● **WHAT TO PRODUCE**
Each line below from the one containing "clear sky in the photo above." through the one containing "outstretched wing in the photo above." should be output exactly as it stands, and no other line should appear.

● **SUPPLIED ENTRIES**
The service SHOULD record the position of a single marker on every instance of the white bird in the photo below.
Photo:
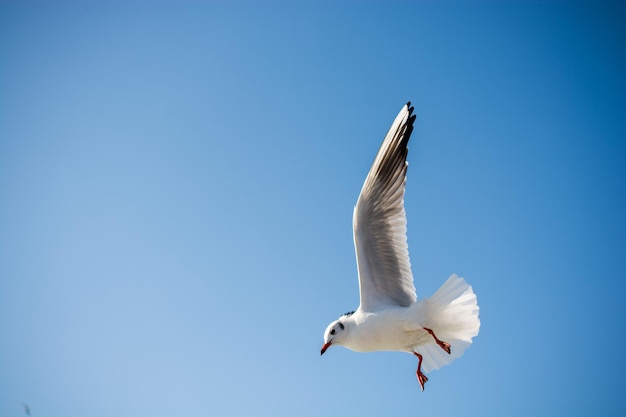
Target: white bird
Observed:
(390, 318)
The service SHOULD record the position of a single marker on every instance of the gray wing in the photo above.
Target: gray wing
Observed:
(379, 223)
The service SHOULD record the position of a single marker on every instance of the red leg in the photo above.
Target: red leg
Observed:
(421, 378)
(444, 345)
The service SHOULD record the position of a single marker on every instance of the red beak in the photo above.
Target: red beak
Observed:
(326, 346)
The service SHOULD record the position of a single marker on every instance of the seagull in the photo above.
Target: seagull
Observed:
(390, 317)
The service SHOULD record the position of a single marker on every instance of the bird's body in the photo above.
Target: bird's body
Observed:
(390, 317)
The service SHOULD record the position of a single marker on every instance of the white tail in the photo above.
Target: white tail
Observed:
(452, 314)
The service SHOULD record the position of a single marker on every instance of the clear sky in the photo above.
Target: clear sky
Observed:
(176, 190)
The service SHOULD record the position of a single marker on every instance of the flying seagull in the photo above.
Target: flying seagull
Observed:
(390, 317)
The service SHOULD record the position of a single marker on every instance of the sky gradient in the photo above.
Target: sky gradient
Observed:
(177, 182)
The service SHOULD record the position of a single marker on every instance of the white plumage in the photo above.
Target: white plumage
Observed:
(437, 329)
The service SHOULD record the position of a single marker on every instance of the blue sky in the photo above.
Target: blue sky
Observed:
(176, 190)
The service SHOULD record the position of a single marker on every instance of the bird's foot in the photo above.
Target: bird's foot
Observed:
(444, 345)
(421, 378)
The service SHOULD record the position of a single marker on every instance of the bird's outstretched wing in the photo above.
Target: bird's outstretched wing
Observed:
(379, 223)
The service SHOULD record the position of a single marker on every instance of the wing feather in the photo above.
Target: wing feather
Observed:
(379, 223)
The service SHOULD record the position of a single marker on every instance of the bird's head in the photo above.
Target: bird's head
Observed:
(336, 332)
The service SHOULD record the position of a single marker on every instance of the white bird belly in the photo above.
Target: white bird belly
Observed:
(394, 329)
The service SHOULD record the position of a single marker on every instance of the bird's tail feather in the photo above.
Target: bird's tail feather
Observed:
(452, 314)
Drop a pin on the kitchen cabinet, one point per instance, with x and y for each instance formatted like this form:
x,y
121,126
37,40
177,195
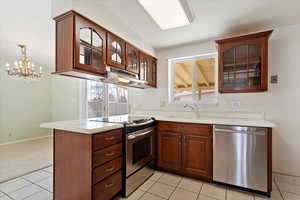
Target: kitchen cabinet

● **EXERCISE RESULT**
The service SHOULD record the position of a single marker on every instance of the clear sky in the photo above.
Target: clear sky
Observed:
(176, 190)
The service SHOULD record the position of a single marker on every instance of the flying seagull in the photo above.
Target: flying seagull
Observed:
(390, 317)
The service SHOULD record the position of a single marker on every instance of the sky gradient in the photo above.
Target: sky gradient
Observed:
(177, 182)
The service SHOULD record the position of a single marker on every instance of the white plumage in the photo above.
Target: white plumage
Observed:
(437, 329)
The service SHOULD record the position of a single marker on every instance of the blue sky in the photo above.
Target: blue sky
Observed:
(176, 190)
The service SHOULD record the position of a single marker on every instance of the bird's foot in the photo above.
Target: bird's foot
Observed:
(444, 345)
(421, 378)
The service SHOULD record the position of a single marker on every instance of the bird's outstretched wing in the photo above.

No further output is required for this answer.